• **GIVEN PROBLEM**: Retype each of the rows below without altering any character, line break, or number.

• **INFORMATION SUPPLIED**:
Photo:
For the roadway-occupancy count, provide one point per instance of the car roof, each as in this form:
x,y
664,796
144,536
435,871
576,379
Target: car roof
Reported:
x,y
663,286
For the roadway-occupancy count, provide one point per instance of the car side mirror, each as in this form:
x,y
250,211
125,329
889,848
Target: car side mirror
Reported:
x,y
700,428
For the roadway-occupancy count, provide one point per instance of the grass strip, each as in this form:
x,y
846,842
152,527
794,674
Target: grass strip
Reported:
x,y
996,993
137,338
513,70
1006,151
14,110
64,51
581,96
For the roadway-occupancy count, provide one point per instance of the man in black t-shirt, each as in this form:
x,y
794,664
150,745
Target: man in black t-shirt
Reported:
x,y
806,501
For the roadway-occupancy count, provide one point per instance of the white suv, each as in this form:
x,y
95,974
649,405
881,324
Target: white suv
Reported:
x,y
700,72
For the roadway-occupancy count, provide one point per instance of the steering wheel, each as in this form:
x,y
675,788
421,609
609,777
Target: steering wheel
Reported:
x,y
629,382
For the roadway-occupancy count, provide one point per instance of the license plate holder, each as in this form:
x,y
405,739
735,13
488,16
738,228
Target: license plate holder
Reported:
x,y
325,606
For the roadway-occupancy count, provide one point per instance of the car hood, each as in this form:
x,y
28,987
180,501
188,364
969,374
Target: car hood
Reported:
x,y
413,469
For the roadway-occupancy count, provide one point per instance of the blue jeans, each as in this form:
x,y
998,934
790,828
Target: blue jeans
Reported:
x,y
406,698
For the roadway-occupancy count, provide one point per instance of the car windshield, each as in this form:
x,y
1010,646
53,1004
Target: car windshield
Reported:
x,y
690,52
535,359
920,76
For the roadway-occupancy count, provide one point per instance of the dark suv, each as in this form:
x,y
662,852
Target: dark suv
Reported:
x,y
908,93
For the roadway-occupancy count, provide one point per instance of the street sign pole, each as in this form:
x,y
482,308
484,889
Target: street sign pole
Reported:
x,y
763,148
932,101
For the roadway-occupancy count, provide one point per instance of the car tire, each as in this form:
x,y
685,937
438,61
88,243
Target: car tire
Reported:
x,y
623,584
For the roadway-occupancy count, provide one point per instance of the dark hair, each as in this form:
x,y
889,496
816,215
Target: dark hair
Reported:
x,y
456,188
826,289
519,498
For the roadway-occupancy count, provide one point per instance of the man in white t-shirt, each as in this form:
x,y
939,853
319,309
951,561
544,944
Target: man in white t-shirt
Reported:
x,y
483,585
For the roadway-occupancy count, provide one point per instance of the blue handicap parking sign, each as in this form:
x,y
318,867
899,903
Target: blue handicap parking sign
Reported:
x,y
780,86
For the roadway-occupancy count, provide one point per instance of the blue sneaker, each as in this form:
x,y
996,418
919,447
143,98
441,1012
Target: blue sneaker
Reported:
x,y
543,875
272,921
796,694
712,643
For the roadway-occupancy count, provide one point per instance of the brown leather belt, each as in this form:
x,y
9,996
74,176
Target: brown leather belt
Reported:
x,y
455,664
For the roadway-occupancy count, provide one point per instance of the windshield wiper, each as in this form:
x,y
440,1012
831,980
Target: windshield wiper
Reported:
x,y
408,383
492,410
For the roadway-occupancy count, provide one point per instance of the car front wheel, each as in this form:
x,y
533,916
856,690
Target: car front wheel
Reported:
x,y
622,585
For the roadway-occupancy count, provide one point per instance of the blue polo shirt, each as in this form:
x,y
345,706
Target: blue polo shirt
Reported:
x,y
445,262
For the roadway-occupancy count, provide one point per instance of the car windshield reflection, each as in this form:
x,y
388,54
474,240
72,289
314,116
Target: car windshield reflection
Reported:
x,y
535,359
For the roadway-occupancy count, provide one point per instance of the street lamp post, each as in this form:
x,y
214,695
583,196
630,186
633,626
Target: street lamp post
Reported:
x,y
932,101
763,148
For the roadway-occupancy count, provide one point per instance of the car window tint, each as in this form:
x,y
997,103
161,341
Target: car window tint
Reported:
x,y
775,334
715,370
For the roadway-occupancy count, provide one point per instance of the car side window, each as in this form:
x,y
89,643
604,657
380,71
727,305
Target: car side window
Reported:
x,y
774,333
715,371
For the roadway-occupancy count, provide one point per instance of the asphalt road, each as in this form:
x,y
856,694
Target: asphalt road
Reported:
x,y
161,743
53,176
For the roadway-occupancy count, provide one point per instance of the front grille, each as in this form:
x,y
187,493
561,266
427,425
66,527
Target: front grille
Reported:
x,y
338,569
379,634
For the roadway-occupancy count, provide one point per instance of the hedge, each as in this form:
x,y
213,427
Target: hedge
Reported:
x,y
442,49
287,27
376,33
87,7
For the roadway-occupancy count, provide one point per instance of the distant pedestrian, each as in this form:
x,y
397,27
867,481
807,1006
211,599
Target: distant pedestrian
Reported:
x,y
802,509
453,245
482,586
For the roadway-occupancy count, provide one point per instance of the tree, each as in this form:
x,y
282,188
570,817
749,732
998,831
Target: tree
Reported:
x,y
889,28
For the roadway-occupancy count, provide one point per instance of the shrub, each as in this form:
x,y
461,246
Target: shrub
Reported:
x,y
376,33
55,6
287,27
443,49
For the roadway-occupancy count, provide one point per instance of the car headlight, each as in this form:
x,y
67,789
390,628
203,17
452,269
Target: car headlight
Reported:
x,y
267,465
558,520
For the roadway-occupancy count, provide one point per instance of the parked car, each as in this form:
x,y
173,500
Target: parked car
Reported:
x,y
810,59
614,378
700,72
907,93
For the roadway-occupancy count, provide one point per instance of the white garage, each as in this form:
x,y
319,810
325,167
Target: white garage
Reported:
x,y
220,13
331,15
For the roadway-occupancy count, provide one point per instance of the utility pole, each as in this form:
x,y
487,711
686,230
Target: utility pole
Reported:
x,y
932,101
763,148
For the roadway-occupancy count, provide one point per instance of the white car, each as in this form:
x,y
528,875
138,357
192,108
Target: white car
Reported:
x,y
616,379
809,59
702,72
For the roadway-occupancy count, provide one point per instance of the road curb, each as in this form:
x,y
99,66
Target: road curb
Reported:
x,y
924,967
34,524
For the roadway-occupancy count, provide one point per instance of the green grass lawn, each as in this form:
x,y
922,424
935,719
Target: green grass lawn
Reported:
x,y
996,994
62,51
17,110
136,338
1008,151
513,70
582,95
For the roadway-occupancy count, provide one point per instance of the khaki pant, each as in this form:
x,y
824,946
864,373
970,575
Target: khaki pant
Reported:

• **RESULT**:
Photo:
For the roadway-occupancy count, provide one point per instance of the car roof, each as in this form:
x,y
664,796
144,536
435,871
576,379
Target: car roof
Reported:
x,y
663,286
For the roadway-occupancy count, provide one point per instance of the car side mirror, each as in this form:
x,y
250,211
125,329
889,848
Target: car side mirror
Reported:
x,y
700,428
For the roadway-occupancy count, provide one point per instance of the grass strip, each as in this form:
x,y
846,842
152,527
794,674
Target: grass strip
Reported:
x,y
996,993
137,338
513,70
1006,151
14,110
64,51
581,96
For the roadway-occupancy count, provide one point per instance of the man in black t-shirt, each as in this form:
x,y
794,664
150,745
Target: man in black t-shirt
Reported:
x,y
806,501
For the roadway-occupancy count, provide one point per instance of the white suv, each as in this form:
x,y
95,974
649,405
881,324
Target: white suv
Reported:
x,y
700,72
For the roadway-occupancy count, provide one point per instance of the steering wheel, each as in this form:
x,y
675,788
421,609
609,777
Target: steering wheel
Reported:
x,y
629,382
For the roadway-occupancy count, provide one point per instance of the license plate holder, each as in this form:
x,y
405,739
735,13
488,16
738,228
Target: license plate holder
Reported:
x,y
325,606
For the roadway-occupancy count, provide one point per instance of the car hood, each as in this form:
x,y
28,987
180,501
188,364
969,374
Target: car hood
Reported:
x,y
413,469
For the roadway-occupancy count, provide one point per instance of the blue jeans, each as in this form:
x,y
998,934
790,828
Target: blue jeans
Reported:
x,y
406,698
For the roadway-occupancy count, provide one point per instance of the car windshield, each as in this form:
x,y
1010,646
53,1004
Target: car windshield
Reported:
x,y
690,52
535,359
920,76
For the roadway-occupancy count, provide one point per instance of the dark suv, each as in this form:
x,y
662,852
Target: dark suv
Reported:
x,y
908,93
For the roadway-occupancy count, provide one point per instance of the street sign pole, each as in this form:
x,y
482,308
484,889
Target: street sign pole
Reported:
x,y
763,148
932,101
For the roadway-occupancy count, provide one point per instance of the car tire, each as in this form:
x,y
685,937
438,61
88,243
Target: car tire
Reported:
x,y
623,584
For the roadway-occupancy count, provide one point per instance of the dark hair, each as in this form:
x,y
889,496
816,215
Target: dark hair
Reported:
x,y
456,188
826,289
519,498
For the roadway-occupancy count, provide one point per instance of the man in white t-shirt, each as in this form:
x,y
939,853
319,309
951,561
544,944
Target: man in white t-shirt
Reported:
x,y
483,585
For the roadway-occupancy count, provide one point per instance of the blue handicap parking sign, each as in this form:
x,y
318,867
899,903
Target: blue handicap parking sign
Reported:
x,y
780,86
For the roadway-occupancy count, provide one point per instance of the blue sneaker, each as in this form:
x,y
996,418
919,447
143,98
441,1012
Target: blue sneaker
Reported:
x,y
543,875
272,921
796,694
712,643
For the roadway-occupancy count, provide one point per instance of the brown leather belt, each as in this form:
x,y
9,996
74,176
Target: brown leather belt
Reported:
x,y
455,664
For the roadway-occupancy count, provide one point per instance of the windshield wiper, each as in this form:
x,y
440,1012
831,980
Target: windshield wiper
Reported:
x,y
408,383
492,410
For the roadway-occupancy count, provide one point per instance of the car front wheel, each as in this form:
x,y
533,916
856,690
Target: car front wheel
Reported:
x,y
622,585
For the roadway-occupancy count, provide one point per instance of the blue polo shirt, each as in this form:
x,y
345,706
Target: blue polo shirt
Reported:
x,y
445,262
For the roadway-occupancy count, provide one point per instance of the car windshield reflection, each as in this form:
x,y
388,54
474,240
72,289
314,116
Target: car windshield reflection
Reported:
x,y
535,359
For the roadway-occupancy count, provide one point per instance of the street lamp post, each as in this form:
x,y
214,695
583,196
630,186
633,626
Target: street lamp post
Reported:
x,y
932,101
763,148
For the roadway-occupancy count, provide one point per instance of the car window tint, each as in this form:
x,y
997,103
161,341
Target: car window tint
Reported:
x,y
775,334
715,370
For the roadway-occupancy count, provide one point per instance of the car side window, each as in this form:
x,y
89,643
604,657
380,71
727,305
Target: car side window
Reported:
x,y
774,333
715,371
For the roadway-occupancy count, provide one point per instance of the asphalt road, each as in this form:
x,y
856,694
Target: asphalt road
Reported:
x,y
161,743
53,176
For the roadway-occupancy count, provide one point per instance of the front grille, each as in this form:
x,y
187,493
561,266
427,425
66,527
Target: front grille
Reported:
x,y
338,569
379,634
For the roadway-occupancy count, provide one point per instance of the hedge, each as in this form:
x,y
213,427
Target: hedge
Reported:
x,y
442,49
287,27
376,33
87,7
For the roadway-occupancy count, provide one point per instance of the distant pedestrian, each as in this form:
x,y
397,27
867,481
807,1006
211,599
Target: distant pedestrian
Reported:
x,y
802,509
453,245
482,586
For the roadway-occupancy count, provide one point per instance of the tree, each as in this form:
x,y
282,188
570,817
749,732
998,831
Target: tree
Reported:
x,y
889,28
For the roadway-occupancy count, provide one point per instance of the shrub, each as in this form:
x,y
461,246
Target: shrub
Reported:
x,y
376,33
55,6
287,27
443,49
For the roadway-occupancy count, provide one point per instance of the car headlight, each as in this form:
x,y
67,789
390,628
203,17
452,269
Target: car headlight
Reported:
x,y
267,465
558,520
For the roadway-occupancy count, provide one point per instance of the parked car, each as in this form:
x,y
173,500
Target: parked car
Reported:
x,y
810,59
614,378
700,72
907,93
For the roadway-occupancy count, provide one point per instance of the white garage, each as in this form:
x,y
319,810
325,167
Target: white garage
Reported:
x,y
220,13
331,15
For the roadway-occupancy count, provide one point per instance of the utility pole, each as in this form:
x,y
487,711
686,230
Target: utility pole
Reported:
x,y
932,101
763,148
For the roadway-occupancy count, provide one point per instance of the white car, each as in this form:
x,y
528,875
138,357
192,108
Target: white car
Reported:
x,y
616,379
809,59
702,72
For the roadway-occupancy count, provide one point per instance of the road curb, each as in this form:
x,y
99,66
Target: road curb
Reported:
x,y
924,967
34,524
For the roadway-occupancy count, provide one point per instance of the green grass lawn, each as in this form:
x,y
922,424
935,719
Target: green grass lawn
Reported:
x,y
996,994
62,51
17,110
136,338
1008,151
513,70
582,95
For the roadway-occupancy count, provide one point per instance of the khaki pant, each as in this form:
x,y
824,946
864,373
970,575
Target: khaki pant
Reported:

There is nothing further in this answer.